Could you carry on the commentary on Sarah Palin's health care claims, beginning right after its final sentence?

» **Text provided**:

Segment Open

Palin moves from her misinterpretation of the Independent Medicare Advisory Council to repeat her totally untrue scare stories about “death panels.” Some fact checking of Palin’s misinformation has previously been posted here, here, and here. Palin’s false statements about “death panels” originally came from provisions to fund voluntary counseling for patients regarding end of life care–an idea which Sarah Palin has supported in the past.

Palin provides more warnings:

“A new study for Watson Wyatt Worldwide by Steven Nyce and Syl Schieber concludes that if the government expands health-care coverage while health-care inflation continues…”

Yet it is Palin and the Republicans who object to any measures which would actually reduce health-care inflation such as the public option and the Independent Medicare Advisory Council.

Palin ends by providing meaningless solutions:

As the Cato Institute’s Michael Cannon and others have argued, such policies include giving all individuals the same tax benefits received by those who get coverage through their employers; providing Medicare recipients with vouchers that allow them to purchase their own coverage; reforming tort laws to potentially save billions each year in wasteful spending; and changing costly state regulations to allow people to buy insurance across state lines.

Providing more tax benefits or vouchers will not help when the private market has collapsed due to insurance companies finding it more profitable to deny coverage and drop the sick than to cover health care expenses. Tort reform would provide some minor savings, but I’ve already noted that the Congressional Budget Office, which Palin loves to cite when she can distort their reports to appear that they are supporting her arguments, has already contradicted Palin on this. Allowing people to buy insurance across state lines will not help when there is no longer a meaningful individual market. Besides, giving the insurance industry yet another way to evade regulation is the last thing we need.

Republicans such as Palin repeatedly respond to health care reform by distorting what is being proposed. They neither offer any serious proposals of their own or respond to what is actually being proposed. Their lack of response to the actual proposals suggest that they are unable to come up with any meaningful objections to what is actually being proposed.

Segment Closed

» **Record extracts**:

Segment Open

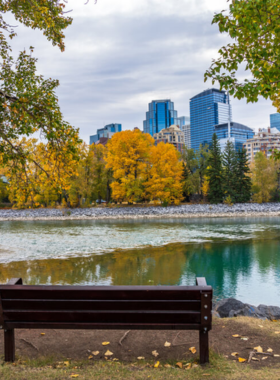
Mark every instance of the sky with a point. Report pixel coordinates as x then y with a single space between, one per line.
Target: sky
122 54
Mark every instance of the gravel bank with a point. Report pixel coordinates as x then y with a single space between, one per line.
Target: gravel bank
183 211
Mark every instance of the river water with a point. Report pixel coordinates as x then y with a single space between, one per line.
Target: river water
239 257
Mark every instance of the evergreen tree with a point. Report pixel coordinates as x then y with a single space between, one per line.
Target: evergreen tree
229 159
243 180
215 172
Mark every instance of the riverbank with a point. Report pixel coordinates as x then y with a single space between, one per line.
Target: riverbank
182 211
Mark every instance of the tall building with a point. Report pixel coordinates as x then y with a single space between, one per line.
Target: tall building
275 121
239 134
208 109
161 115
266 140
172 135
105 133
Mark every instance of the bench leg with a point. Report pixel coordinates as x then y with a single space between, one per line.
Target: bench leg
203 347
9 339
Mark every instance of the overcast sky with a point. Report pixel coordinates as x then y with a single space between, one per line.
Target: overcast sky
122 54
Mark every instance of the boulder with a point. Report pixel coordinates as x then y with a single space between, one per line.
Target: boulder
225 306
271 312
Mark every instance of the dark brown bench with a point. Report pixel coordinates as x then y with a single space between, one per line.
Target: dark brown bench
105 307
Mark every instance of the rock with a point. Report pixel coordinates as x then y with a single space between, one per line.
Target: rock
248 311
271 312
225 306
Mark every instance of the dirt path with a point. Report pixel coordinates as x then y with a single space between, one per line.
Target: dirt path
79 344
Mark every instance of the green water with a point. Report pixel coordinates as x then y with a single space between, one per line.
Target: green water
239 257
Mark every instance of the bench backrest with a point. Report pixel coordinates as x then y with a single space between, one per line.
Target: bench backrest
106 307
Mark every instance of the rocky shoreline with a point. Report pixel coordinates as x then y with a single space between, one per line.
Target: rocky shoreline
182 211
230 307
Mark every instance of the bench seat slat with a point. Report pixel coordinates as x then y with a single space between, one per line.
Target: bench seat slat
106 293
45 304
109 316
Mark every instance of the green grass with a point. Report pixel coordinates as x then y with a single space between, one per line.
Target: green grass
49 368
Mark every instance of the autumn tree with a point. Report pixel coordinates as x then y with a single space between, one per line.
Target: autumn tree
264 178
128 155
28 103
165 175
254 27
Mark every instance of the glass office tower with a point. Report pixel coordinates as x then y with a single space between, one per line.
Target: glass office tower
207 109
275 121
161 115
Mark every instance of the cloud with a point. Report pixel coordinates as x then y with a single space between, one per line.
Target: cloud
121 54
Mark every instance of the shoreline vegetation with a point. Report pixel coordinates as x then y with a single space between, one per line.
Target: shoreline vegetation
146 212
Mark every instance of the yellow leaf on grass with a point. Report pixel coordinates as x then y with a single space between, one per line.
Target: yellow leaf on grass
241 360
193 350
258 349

Segment Closed

» **Answer space**:
Update: The White House has responded to Palin’s claims.

Update II: My response to Obama’s speech.

1 Comment

  1. 1
    Eclectic Radical says:

    I find the Republican view of ‘experts’ absolutely fascinating in its minutiae.
     
    On the one hand, everything the CBO says that they don’t like can be easily dismissed or ignored. Yet everything the CBO says that they believe can be used in support of their arguments carries the writ of gospel and should be considered because the CBO said it. Likewise, the idea of an expert panel advising Congress on Medicare expenditures is horrifying… yet we are to accept the views of the Cato Institute because they said it and they must be experts.
     
    All of this reflects on the painful and dangerous truth: the lack of understanding of or expertise in any facet of public policy by a shockingly large number of politicians in the Republican Party. Largely versed in only what their own experts tell them, but fearing contradiction by anyone whose credentials may be more valid than their own, they evince a disturbing love-hate relationship with expertise of any kind. Contradictory argument by experts is ‘technocratic’ or ‘elitist’, while their own experts have near scriptural authority because of their inability to think through many of the questions involved themselves… thus giving the other side the taint of blasphemy.
     
    This was one of the chief failings of both the Reagan and G.W. Bush administrations, and G.H.W. Bush’s actual understanding of many of the questions being discussed actually hurt him with his conservative constituency.
     
    Aaron Sorkin once broke it down beautifully, when one of his characters paraphrased a conservative candidates economic policy thusly:
     
    “Don’t worry. I’ll have Jews for the money stuff.”